**Document segment:**
»»
I've done that for types which may have padding and also for
non-integral/pointer types, because I fear even on floating point types
like double or float which don't have padding bits the copying through
floating point could misbehave in presence of sNaNs or unsupported bit
combinations.
With this patch instead of the above assembly we emit
	movq	8(%rax), %rdx
	movq	(%rax), %rax
I had to add support for MEM_REF in pt.cc, though with the assumption
that it has been already originally created with non-dependent
types/operands (which is the case here for the __atomic*exchange lowering).

Bootstrapped/regtested on x86_64-linux and i686-linux, ok for trunk?

2024-02-19  Jakub Jelinek  <jakub@redhat.com>

gcc/c-family/
	* c-common.cc (resolve_overloaded_atomic_exchange): For
	non-integral/pointer types or types which may need padding
	instead of setting p1 to VIEW_CONVERT_EXPR<I_type> (*p1), set it to
	MEM_REF with p1 and (typeof (p1)) 0 operands and I_type type.
««
Outline labeling records
»»
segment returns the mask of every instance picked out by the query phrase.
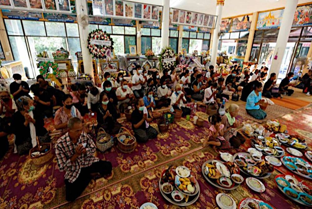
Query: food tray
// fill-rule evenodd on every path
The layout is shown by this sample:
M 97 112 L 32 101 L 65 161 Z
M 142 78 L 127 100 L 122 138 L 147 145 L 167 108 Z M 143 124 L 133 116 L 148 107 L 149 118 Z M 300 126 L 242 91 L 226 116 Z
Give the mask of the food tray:
M 279 189 L 284 194 L 285 194 L 288 198 L 289 198 L 292 200 L 293 200 L 294 201 L 296 202 L 299 203 L 300 204 L 301 204 L 302 205 L 304 205 L 305 206 L 307 206 L 308 207 L 311 207 L 311 206 L 308 205 L 307 204 L 306 204 L 305 203 L 302 201 L 300 200 L 300 199 L 295 199 L 294 198 L 292 198 L 291 197 L 289 197 L 289 196 L 286 195 L 286 194 L 285 194 L 285 192 L 284 192 L 284 190 L 283 190 L 283 187 L 280 187 L 279 186 L 278 184 L 277 184 L 277 183 L 276 182 L 276 178 L 278 178 L 278 177 L 285 177 L 285 175 L 283 174 L 281 174 L 279 175 L 277 175 L 274 178 L 274 182 L 275 183 L 275 184 L 276 184 L 276 186 L 277 187 L 277 188 Z
M 263 200 L 260 200 L 256 198 L 255 198 L 255 197 L 252 197 L 252 198 L 246 197 L 246 198 L 244 198 L 241 200 L 241 202 L 239 202 L 239 203 L 238 203 L 238 206 L 237 208 L 238 209 L 241 209 L 241 208 L 242 207 L 244 207 L 244 204 L 245 204 L 245 202 L 246 200 L 248 199 L 251 199 L 254 200 L 255 200 L 258 203 L 259 203 L 259 204 L 261 203 L 261 202 L 264 203 L 265 203 L 270 205 L 270 206 L 271 206 L 271 207 L 272 207 L 272 208 L 273 208 L 273 209 L 275 209 L 275 208 L 272 206 L 272 205 L 271 205 L 271 204 L 270 204 L 269 203 L 266 202 L 265 202 L 264 201 L 263 201 Z
M 280 143 L 281 143 L 280 142 Z M 262 153 L 262 154 L 263 154 L 264 155 L 269 155 L 269 156 L 272 156 L 272 157 L 274 157 L 275 158 L 281 158 L 285 155 L 285 151 L 284 151 L 284 153 L 283 153 L 282 154 L 281 154 L 279 155 L 270 155 L 267 153 L 266 153 L 265 152 L 264 150 L 261 150 L 261 151 L 260 151 L 260 150 L 258 150 L 257 149 L 257 148 L 256 148 L 256 146 L 255 146 L 255 144 L 254 143 L 253 141 L 252 140 L 251 140 L 251 144 L 253 147 L 256 148 L 257 150 L 258 150 L 259 152 L 261 152 L 261 153 Z M 267 147 L 267 146 L 264 146 L 263 147 Z
M 204 177 L 205 177 L 205 178 L 206 179 L 206 180 L 207 180 L 207 181 L 208 182 L 210 183 L 212 185 L 214 186 L 215 187 L 216 187 L 217 188 L 219 188 L 219 189 L 224 189 L 224 190 L 232 190 L 235 189 L 237 187 L 238 187 L 238 186 L 240 185 L 240 184 L 236 183 L 234 181 L 233 181 L 232 180 L 232 179 L 231 179 L 231 181 L 232 181 L 234 185 L 234 186 L 230 188 L 227 188 L 226 187 L 222 187 L 219 184 L 216 184 L 213 181 L 211 181 L 211 180 L 210 180 L 210 178 L 209 178 L 207 176 L 206 174 L 205 174 L 205 168 L 206 166 L 206 163 L 209 163 L 211 162 L 213 160 L 207 160 L 206 162 L 204 163 L 204 164 L 202 164 L 202 175 L 204 175 Z M 222 161 L 220 161 L 220 160 L 217 160 L 217 161 L 219 161 L 220 163 L 223 163 L 223 162 L 222 162 Z M 230 177 L 230 178 L 231 178 Z
M 195 202 L 197 200 L 197 199 L 198 199 L 198 198 L 199 197 L 199 195 L 200 194 L 200 189 L 199 189 L 197 195 L 189 196 L 189 197 L 188 198 L 188 200 L 187 202 L 182 202 L 183 201 L 183 200 L 182 200 L 182 201 L 181 202 L 176 202 L 173 200 L 172 197 L 171 197 L 171 193 L 167 194 L 165 194 L 165 193 L 163 192 L 163 190 L 161 189 L 161 178 L 159 178 L 159 182 L 158 183 L 159 190 L 160 191 L 160 193 L 161 194 L 163 197 L 166 199 L 166 200 L 167 200 L 167 201 L 169 202 L 171 204 L 173 204 L 173 205 L 177 205 L 179 206 L 187 206 L 189 205 L 191 205 Z M 197 182 L 197 183 L 198 183 L 198 182 Z M 177 190 L 177 189 L 176 189 L 176 188 L 175 188 L 175 187 L 174 186 L 173 191 L 174 191 L 175 190 Z
M 290 157 L 290 156 L 287 156 L 287 157 Z M 294 157 L 294 158 L 300 158 L 300 159 L 302 159 L 302 158 L 297 158 L 296 157 Z M 285 164 L 285 162 L 284 162 L 284 158 L 281 158 L 280 159 L 280 161 L 281 161 L 281 162 L 282 162 L 282 163 L 283 163 L 283 164 L 284 165 L 284 166 L 285 166 L 285 167 L 286 168 L 287 168 L 287 169 L 288 169 L 288 170 L 289 170 L 290 171 L 291 171 L 292 172 L 294 173 L 295 173 L 296 174 L 297 174 L 297 175 L 299 175 L 299 176 L 302 176 L 303 177 L 304 177 L 305 178 L 307 178 L 307 179 L 312 179 L 312 177 L 311 177 L 310 176 L 306 176 L 305 175 L 304 175 L 303 174 L 302 174 L 302 173 L 300 173 L 299 172 L 298 172 L 298 171 L 297 171 L 296 169 L 292 170 L 291 170 L 291 169 L 290 169 L 289 168 L 288 168 L 288 167 L 287 167 L 287 166 L 286 166 L 286 165 Z
M 233 156 L 233 161 L 234 161 L 235 160 L 236 158 L 236 157 L 237 157 L 238 156 L 238 154 L 241 153 L 244 154 L 246 155 L 249 155 L 249 156 L 251 156 L 251 155 L 249 153 L 242 153 L 242 152 L 238 153 L 236 153 L 236 154 L 234 154 L 234 155 Z M 235 162 L 234 162 L 234 163 L 235 163 Z M 253 175 L 252 175 L 251 174 L 250 174 L 248 173 L 248 172 L 245 171 L 244 171 L 243 169 L 242 168 L 241 168 L 241 167 L 239 167 L 239 169 L 241 170 L 241 171 L 243 173 L 246 174 L 246 175 L 248 176 L 251 176 L 252 177 L 254 177 L 255 178 L 260 178 L 260 179 L 266 178 L 268 178 L 269 177 L 270 177 L 270 176 L 271 175 L 271 174 L 272 174 L 272 173 L 267 173 L 264 176 L 254 176 Z

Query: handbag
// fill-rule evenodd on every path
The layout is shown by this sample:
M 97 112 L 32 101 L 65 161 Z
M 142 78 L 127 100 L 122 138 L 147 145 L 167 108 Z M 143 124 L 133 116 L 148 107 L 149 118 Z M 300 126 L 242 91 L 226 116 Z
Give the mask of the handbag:
M 232 95 L 232 100 L 235 102 L 237 102 L 239 100 L 239 95 L 236 94 L 236 93 L 234 93 Z

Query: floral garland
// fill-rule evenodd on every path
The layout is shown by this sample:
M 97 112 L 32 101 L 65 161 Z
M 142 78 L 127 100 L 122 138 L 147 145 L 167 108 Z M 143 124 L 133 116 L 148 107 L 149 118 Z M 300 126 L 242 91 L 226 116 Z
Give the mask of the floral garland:
M 175 59 L 170 61 L 165 61 L 165 59 L 175 58 L 174 52 L 169 47 L 163 49 L 159 58 L 159 66 L 163 70 L 170 70 L 172 67 L 175 65 Z
M 110 41 L 112 44 L 110 46 L 93 44 L 91 43 L 92 39 Z M 100 29 L 97 29 L 89 33 L 87 47 L 89 49 L 90 53 L 95 58 L 110 59 L 112 51 L 114 49 L 113 47 L 114 43 L 113 39 L 110 37 L 109 35 L 106 33 L 106 31 L 103 32 Z
M 39 64 L 39 72 L 40 75 L 45 78 L 47 78 L 49 74 L 51 74 L 49 69 L 50 67 L 52 69 L 52 74 L 56 78 L 58 78 L 60 76 L 58 65 L 57 63 L 51 61 L 41 62 Z

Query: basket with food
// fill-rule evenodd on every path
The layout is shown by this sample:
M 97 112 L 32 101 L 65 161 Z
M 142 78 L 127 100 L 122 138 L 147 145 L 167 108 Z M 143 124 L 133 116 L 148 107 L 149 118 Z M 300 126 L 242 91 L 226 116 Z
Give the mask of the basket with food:
M 170 166 L 163 171 L 159 186 L 167 201 L 180 206 L 186 206 L 197 201 L 200 193 L 197 181 L 187 168 Z
M 209 160 L 203 164 L 202 171 L 207 181 L 225 190 L 235 189 L 244 181 L 238 166 L 231 162 Z
M 281 161 L 287 168 L 295 173 L 312 179 L 312 165 L 304 160 L 299 158 L 285 156 Z
M 238 153 L 233 156 L 234 162 L 239 167 L 241 171 L 248 176 L 258 178 L 269 177 L 274 171 L 274 167 L 265 160 L 255 160 L 251 154 Z
M 300 182 L 295 177 L 280 174 L 275 182 L 281 191 L 292 201 L 306 206 L 312 206 L 312 190 L 305 182 Z

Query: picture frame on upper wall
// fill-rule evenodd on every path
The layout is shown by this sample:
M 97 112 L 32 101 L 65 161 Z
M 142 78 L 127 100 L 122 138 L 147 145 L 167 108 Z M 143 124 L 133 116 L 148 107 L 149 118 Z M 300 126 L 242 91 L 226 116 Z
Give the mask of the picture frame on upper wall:
M 152 5 L 152 19 L 158 21 L 159 20 L 159 6 Z
M 13 4 L 11 0 L 0 0 L 0 6 L 3 8 L 12 9 L 13 8 Z
M 142 19 L 143 14 L 142 4 L 134 3 L 134 18 Z
M 136 46 L 135 45 L 129 45 L 129 51 L 130 55 L 136 55 Z
M 113 0 L 104 0 L 104 14 L 105 17 L 113 17 L 114 8 Z

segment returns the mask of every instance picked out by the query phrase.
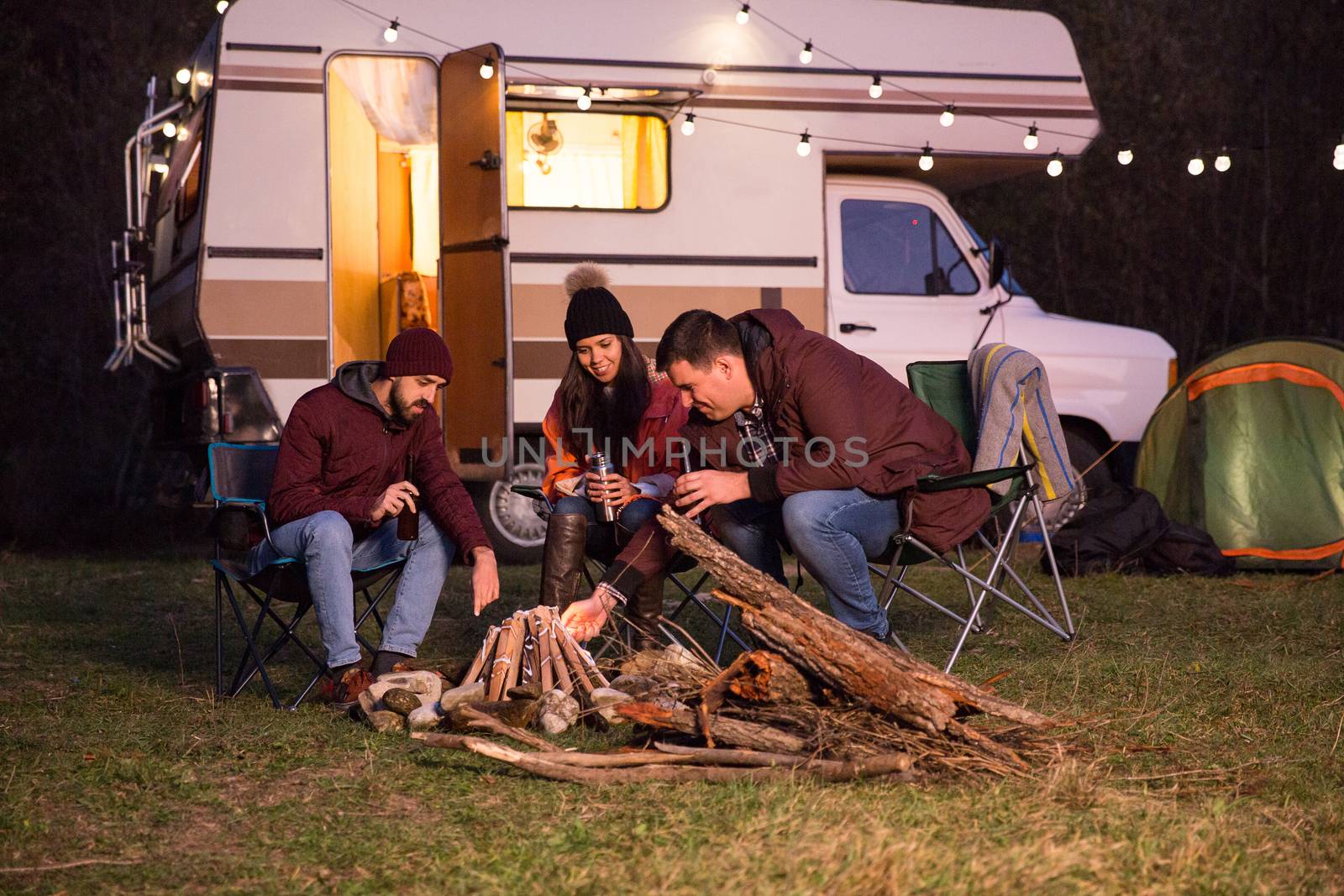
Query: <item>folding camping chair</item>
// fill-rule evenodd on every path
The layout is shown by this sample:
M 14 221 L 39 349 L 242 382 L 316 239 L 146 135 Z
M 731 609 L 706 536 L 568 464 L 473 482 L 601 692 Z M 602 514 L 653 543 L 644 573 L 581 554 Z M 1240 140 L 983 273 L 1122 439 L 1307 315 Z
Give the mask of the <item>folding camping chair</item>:
M 247 567 L 247 553 L 253 544 L 262 539 L 270 540 L 266 498 L 270 494 L 278 453 L 280 449 L 274 445 L 223 442 L 216 442 L 207 450 L 210 493 L 215 500 L 211 523 L 215 532 L 215 556 L 210 562 L 215 570 L 215 688 L 216 693 L 235 697 L 259 674 L 271 704 L 280 709 L 282 705 L 280 692 L 271 681 L 266 664 L 280 653 L 281 647 L 293 643 L 317 668 L 293 703 L 284 704 L 286 709 L 296 709 L 324 676 L 331 677 L 325 658 L 314 653 L 296 633 L 298 623 L 313 606 L 312 595 L 308 592 L 306 571 L 294 557 L 281 557 L 254 575 L 249 575 Z M 355 592 L 362 595 L 366 603 L 355 619 L 355 637 L 370 653 L 376 647 L 359 634 L 359 629 L 372 617 L 382 631 L 383 617 L 378 611 L 378 604 L 401 579 L 405 564 L 403 557 L 376 567 L 351 570 Z M 376 586 L 380 587 L 375 594 Z M 250 625 L 243 615 L 243 606 L 247 602 L 239 602 L 239 591 L 257 606 L 257 615 Z M 224 598 L 228 598 L 238 631 L 243 637 L 243 652 L 227 689 L 224 688 Z M 281 618 L 277 613 L 276 604 L 280 603 L 294 604 L 289 619 Z M 262 630 L 267 619 L 280 627 L 280 634 L 262 647 Z
M 907 364 L 906 380 L 910 383 L 910 391 L 913 391 L 917 398 L 923 400 L 943 419 L 952 423 L 952 426 L 961 435 L 961 441 L 965 442 L 966 450 L 972 457 L 974 457 L 976 446 L 980 442 L 980 433 L 976 429 L 977 416 L 974 399 L 970 391 L 970 373 L 966 361 L 917 361 L 914 364 Z M 989 564 L 989 571 L 984 578 L 977 576 L 972 568 L 966 566 L 966 555 L 962 545 L 957 545 L 957 560 L 952 562 L 919 541 L 919 539 L 909 531 L 909 525 L 906 527 L 906 531 L 899 532 L 892 537 L 892 544 L 887 555 L 879 557 L 878 562 L 868 564 L 870 572 L 883 578 L 882 590 L 879 591 L 879 600 L 883 603 L 883 610 L 891 607 L 891 602 L 895 599 L 896 592 L 900 591 L 938 610 L 943 615 L 948 615 L 961 626 L 961 634 L 952 650 L 952 656 L 948 658 L 948 665 L 943 668 L 945 672 L 952 672 L 952 666 L 957 661 L 957 657 L 961 656 L 966 638 L 972 631 L 977 631 L 980 629 L 980 614 L 984 609 L 985 600 L 991 596 L 1003 600 L 1012 609 L 1024 614 L 1032 622 L 1044 626 L 1048 631 L 1063 638 L 1064 641 L 1071 641 L 1074 637 L 1074 622 L 1068 613 L 1068 599 L 1064 596 L 1064 584 L 1059 578 L 1059 567 L 1055 563 L 1055 551 L 1050 544 L 1050 529 L 1046 525 L 1046 513 L 1040 502 L 1039 485 L 1036 482 L 1034 469 L 1035 463 L 1024 463 L 995 470 L 962 473 L 960 476 L 927 476 L 915 484 L 915 493 L 911 497 L 911 501 L 918 501 L 919 494 L 969 488 L 988 489 L 988 486 L 995 482 L 1009 484 L 1005 494 L 1000 496 L 995 492 L 989 493 L 989 519 L 995 520 L 1000 512 L 1005 509 L 1009 516 L 1009 523 L 1003 527 L 997 543 L 991 541 L 985 536 L 984 527 L 976 532 L 976 540 L 978 544 L 989 551 L 993 557 Z M 1028 508 L 1035 513 L 1036 523 L 1040 525 L 1046 557 L 1050 563 L 1051 576 L 1055 583 L 1055 592 L 1059 596 L 1059 607 L 1064 618 L 1063 625 L 1060 625 L 1050 610 L 1046 609 L 1036 594 L 1027 586 L 1023 578 L 1008 562 L 1009 555 L 1021 535 L 1021 529 L 1027 523 Z M 910 567 L 929 560 L 937 560 L 961 576 L 962 583 L 966 587 L 966 594 L 970 598 L 970 611 L 965 617 L 961 617 L 953 610 L 945 607 L 906 582 L 906 574 L 910 571 Z M 887 564 L 886 568 L 880 566 L 883 562 Z M 1005 592 L 1005 578 L 1013 582 L 1025 602 L 1031 604 L 1030 607 Z M 905 645 L 902 645 L 902 647 L 905 647 Z
M 513 492 L 515 494 L 521 496 L 521 497 L 531 498 L 536 504 L 538 514 L 543 520 L 548 520 L 551 517 L 551 512 L 554 510 L 554 506 L 551 505 L 550 498 L 546 497 L 546 492 L 543 492 L 540 489 L 540 486 L 536 486 L 536 485 L 513 485 L 513 486 L 511 486 L 509 490 Z M 586 562 L 583 564 L 583 578 L 587 579 L 587 583 L 589 583 L 590 588 L 595 588 L 597 587 L 597 579 L 601 578 L 602 571 L 603 571 L 602 566 L 594 557 L 585 557 L 585 560 Z M 706 617 L 708 617 L 708 619 L 711 621 L 711 623 L 712 623 L 712 626 L 715 627 L 715 631 L 716 631 L 716 642 L 715 642 L 714 653 L 712 654 L 710 654 L 708 652 L 706 652 L 706 653 L 708 656 L 711 656 L 714 658 L 714 661 L 718 664 L 723 658 L 723 650 L 724 650 L 724 647 L 727 647 L 727 643 L 728 643 L 730 638 L 742 650 L 750 650 L 751 647 L 747 646 L 746 641 L 743 641 L 742 637 L 737 631 L 734 631 L 734 629 L 732 629 L 732 607 L 731 606 L 724 606 L 723 614 L 720 615 L 702 596 L 700 588 L 704 586 L 706 580 L 708 580 L 708 578 L 710 578 L 708 572 L 703 572 L 702 571 L 699 579 L 696 579 L 696 582 L 695 582 L 694 586 L 692 584 L 687 584 L 687 580 L 691 579 L 691 578 L 694 578 L 694 572 L 699 567 L 696 566 L 694 557 L 687 556 L 687 555 L 680 553 L 680 552 L 672 559 L 672 563 L 668 564 L 668 575 L 667 575 L 667 578 L 673 584 L 673 587 L 676 587 L 676 590 L 681 592 L 681 602 L 677 603 L 676 609 L 672 610 L 672 613 L 664 614 L 663 619 L 665 619 L 667 622 L 675 623 L 676 619 L 688 607 L 695 607 L 696 610 L 699 610 L 700 613 L 703 613 Z M 597 576 L 593 575 L 593 570 L 597 570 L 597 574 L 598 574 Z M 692 574 L 692 576 L 687 576 L 687 574 Z M 687 576 L 687 580 L 683 580 L 681 576 Z M 677 634 L 675 631 L 672 631 L 672 629 L 668 625 L 665 625 L 664 622 L 661 622 L 661 621 L 659 622 L 659 631 L 671 643 L 681 643 L 681 638 L 677 637 Z M 625 641 L 625 643 L 630 643 L 632 642 L 633 630 L 632 630 L 632 627 L 630 627 L 630 625 L 628 622 L 622 626 L 622 629 L 620 631 L 620 637 Z M 689 635 L 687 635 L 687 637 L 689 637 Z M 609 647 L 610 647 L 610 645 L 605 646 L 602 650 L 598 652 L 597 656 L 601 657 L 602 653 L 605 653 Z

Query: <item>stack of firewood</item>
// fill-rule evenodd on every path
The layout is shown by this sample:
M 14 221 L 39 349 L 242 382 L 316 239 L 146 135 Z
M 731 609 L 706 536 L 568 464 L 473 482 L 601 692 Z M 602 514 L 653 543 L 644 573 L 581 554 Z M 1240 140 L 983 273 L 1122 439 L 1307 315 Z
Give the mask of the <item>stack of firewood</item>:
M 542 693 L 578 688 L 590 695 L 606 688 L 606 677 L 593 656 L 560 623 L 555 607 L 519 610 L 497 626 L 491 626 L 481 649 L 461 684 L 485 682 L 487 700 L 503 700 L 509 688 L 542 685 Z

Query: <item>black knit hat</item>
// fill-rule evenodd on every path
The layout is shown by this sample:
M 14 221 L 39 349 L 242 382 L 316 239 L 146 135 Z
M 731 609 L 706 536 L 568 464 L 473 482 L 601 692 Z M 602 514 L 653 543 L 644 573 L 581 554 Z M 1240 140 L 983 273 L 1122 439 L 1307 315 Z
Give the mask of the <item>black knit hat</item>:
M 630 316 L 606 287 L 606 271 L 597 265 L 579 265 L 564 278 L 570 309 L 564 314 L 564 339 L 573 352 L 581 339 L 614 333 L 634 337 Z

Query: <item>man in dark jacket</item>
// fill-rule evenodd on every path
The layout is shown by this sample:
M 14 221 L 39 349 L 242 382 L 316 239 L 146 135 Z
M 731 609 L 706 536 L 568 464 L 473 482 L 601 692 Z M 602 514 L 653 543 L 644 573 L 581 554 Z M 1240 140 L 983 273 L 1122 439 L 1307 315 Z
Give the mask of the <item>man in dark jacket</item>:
««
**Requirement 1:**
Which source files and directories does the patch note name?
**Requirement 2:**
Summarize the patch note in three sentences.
**Requirement 3:**
Answer these questions from the patch note, one answer per line:
(a) On which two platforms was the change bootstrapped and regtested?
(b) Which function in c-common.cc does the ChangeLog entry name?
(c) What date heads the ChangeLog entry?

**Exercise solution 1:**
pt.cc, gcc/c-family/, c-common.cc

**Exercise solution 2:**
The patch changes resolve_overloaded_atomic_exchange in c-common.cc so that, for non-integral/pointer types or types that may need padding, p1 is set to a MEM_REF with p1 and (typeof (p1)) 0 operands and I_type type instead of VIEW_CONVERT_EXPR<I_type> (*p1). Non-integral/pointer types are included because of a fear that copying through floating point, even for double or float, could misbehave in the presence of sNaNs or unsupported bit combinations, and with the patch two movq instructions are emitted. MEM_REF support also had to be added in pt.cc, assuming the MEM_REF was originally created with non-dependent types/operands, and the change was bootstrapped and regtested on x86_64-linux and i686-linux.

**Exercise solution 3:**
(a) x86_64-linux and i686-linux
(b) resolve_overloaded_atomic_exchange
(c) 2024-02-19